§ Available records
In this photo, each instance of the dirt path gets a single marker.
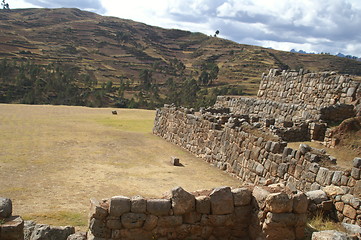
(53, 159)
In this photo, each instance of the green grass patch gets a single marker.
(60, 218)
(128, 125)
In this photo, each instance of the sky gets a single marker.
(329, 26)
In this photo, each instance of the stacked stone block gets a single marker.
(225, 213)
(313, 89)
(298, 96)
(249, 157)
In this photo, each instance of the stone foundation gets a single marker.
(252, 158)
(222, 213)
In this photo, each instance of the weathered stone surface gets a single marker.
(279, 203)
(336, 179)
(138, 204)
(218, 220)
(192, 217)
(133, 220)
(159, 207)
(281, 219)
(317, 196)
(333, 190)
(174, 161)
(300, 203)
(6, 207)
(339, 206)
(260, 195)
(97, 228)
(97, 211)
(203, 204)
(322, 175)
(222, 201)
(349, 211)
(243, 214)
(170, 221)
(330, 235)
(114, 223)
(241, 196)
(46, 232)
(352, 229)
(150, 222)
(28, 229)
(12, 229)
(119, 205)
(182, 201)
(77, 236)
(357, 162)
(355, 173)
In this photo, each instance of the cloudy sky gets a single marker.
(311, 25)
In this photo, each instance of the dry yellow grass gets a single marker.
(53, 159)
(344, 156)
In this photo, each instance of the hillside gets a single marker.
(117, 50)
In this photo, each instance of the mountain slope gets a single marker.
(113, 49)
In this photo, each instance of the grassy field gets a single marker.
(53, 159)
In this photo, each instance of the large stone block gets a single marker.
(243, 214)
(114, 223)
(138, 204)
(321, 177)
(218, 220)
(119, 205)
(159, 207)
(150, 222)
(349, 211)
(329, 235)
(317, 196)
(357, 162)
(133, 220)
(279, 203)
(300, 203)
(222, 201)
(97, 211)
(170, 221)
(241, 196)
(6, 207)
(99, 229)
(182, 201)
(12, 229)
(203, 204)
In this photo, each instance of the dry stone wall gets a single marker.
(313, 89)
(298, 96)
(252, 158)
(223, 213)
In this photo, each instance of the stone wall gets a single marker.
(293, 96)
(223, 213)
(11, 227)
(249, 157)
(313, 89)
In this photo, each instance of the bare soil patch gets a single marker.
(53, 159)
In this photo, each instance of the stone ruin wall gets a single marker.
(223, 213)
(259, 161)
(312, 89)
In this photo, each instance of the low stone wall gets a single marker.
(313, 89)
(219, 214)
(299, 96)
(249, 157)
(11, 227)
(282, 112)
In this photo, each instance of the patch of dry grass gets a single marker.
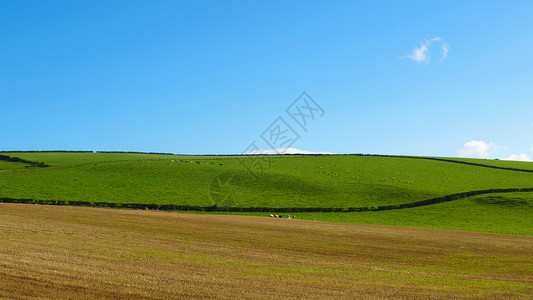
(75, 252)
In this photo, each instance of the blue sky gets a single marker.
(210, 76)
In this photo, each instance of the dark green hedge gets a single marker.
(172, 207)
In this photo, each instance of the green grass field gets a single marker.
(338, 181)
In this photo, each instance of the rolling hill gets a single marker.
(317, 187)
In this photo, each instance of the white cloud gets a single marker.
(477, 148)
(421, 54)
(284, 151)
(445, 49)
(517, 157)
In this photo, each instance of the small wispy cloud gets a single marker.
(517, 157)
(476, 148)
(422, 54)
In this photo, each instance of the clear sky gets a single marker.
(452, 78)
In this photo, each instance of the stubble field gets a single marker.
(78, 252)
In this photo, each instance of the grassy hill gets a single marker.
(336, 181)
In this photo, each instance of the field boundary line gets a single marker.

§ Work item
Write all the lines above out again exactly, minus the images.

§ Finished task
In this photo, each instance of the dirt path gets a single marker.
(53, 159)
In this photo, each instance of the green grass patch gets a single marker.
(60, 218)
(128, 125)
In this photo, each instance of the sky gets a single marker.
(329, 26)
In this photo, each instance of the stacked stone block gets a single marker.
(225, 213)
(313, 89)
(298, 96)
(249, 157)
In this photo, each instance of the stone foundation gets a single marker.
(252, 158)
(222, 213)
In this photo, each instance of the weathered stone surface gets a single marker.
(279, 203)
(336, 179)
(138, 204)
(218, 220)
(192, 217)
(133, 220)
(159, 207)
(281, 219)
(317, 196)
(333, 190)
(174, 161)
(300, 203)
(6, 207)
(339, 206)
(260, 195)
(97, 228)
(97, 211)
(203, 204)
(322, 175)
(222, 201)
(349, 211)
(243, 214)
(170, 221)
(330, 235)
(114, 223)
(241, 196)
(46, 232)
(352, 229)
(150, 222)
(28, 229)
(12, 229)
(119, 205)
(182, 201)
(77, 236)
(357, 162)
(355, 173)
In this photo, each instance of the cloudy sky gets a single marker.
(311, 25)
In this photo, each instance of the dry yellow grass gets a single marker.
(53, 159)
(344, 156)
In this photo, each instance of the hillside gets a single marker.
(117, 50)
In this photo, each instance of the mountain slope gets a single marker.
(113, 49)
In this photo, each instance of the grassy field gets a single marker.
(53, 159)
In this photo, each instance of the large stone block gets a single marker.
(243, 214)
(114, 223)
(138, 204)
(321, 177)
(218, 220)
(119, 205)
(159, 207)
(150, 222)
(349, 211)
(329, 235)
(317, 196)
(357, 162)
(133, 220)
(279, 203)
(300, 203)
(222, 201)
(97, 211)
(170, 221)
(241, 196)
(6, 207)
(99, 229)
(182, 201)
(12, 229)
(203, 204)
In this photo, each instance of the dry stone wall gets a single marker.
(313, 89)
(298, 96)
(252, 158)
(223, 213)
In this photo, each instance of the stone wall gets a single marker.
(293, 96)
(223, 213)
(11, 227)
(249, 157)
(313, 89)
In this photo, each instance of the bare soil patch gets a single marker.
(53, 159)
In this photo, each instance of the stone ruin wall gets a single marker.
(223, 213)
(259, 161)
(312, 89)
In this photo, each instance of the low stone wall gets a single marker.
(313, 89)
(219, 214)
(299, 96)
(249, 157)
(11, 227)
(282, 112)
In this photo, each instance of the patch of dry grass gets a single marker.
(75, 252)
In this photo, each instance of the blue sky gets a single marker.
(210, 76)
In this photo, each instance of the dark green hedge gets a single marker.
(172, 207)
In this photo, each instance of the green grass field gets a single marker.
(338, 181)
In this photo, each instance of the rolling hill gets a single marker.
(317, 187)
In this photo, each instance of the white cloud gets a single marker.
(477, 148)
(421, 54)
(284, 151)
(445, 49)
(517, 157)
In this photo, each instance of the small wispy cloud gets a single marker.
(517, 157)
(476, 148)
(422, 54)
In this photo, each instance of the clear sky gets a single marker.
(452, 78)
In this photo, each instance of the stubble field gets a single marker.
(78, 252)
In this photo, each instance of the grassy hill gets a single marker.
(336, 181)
In this photo, each instance of the field boundary line gets a single marker.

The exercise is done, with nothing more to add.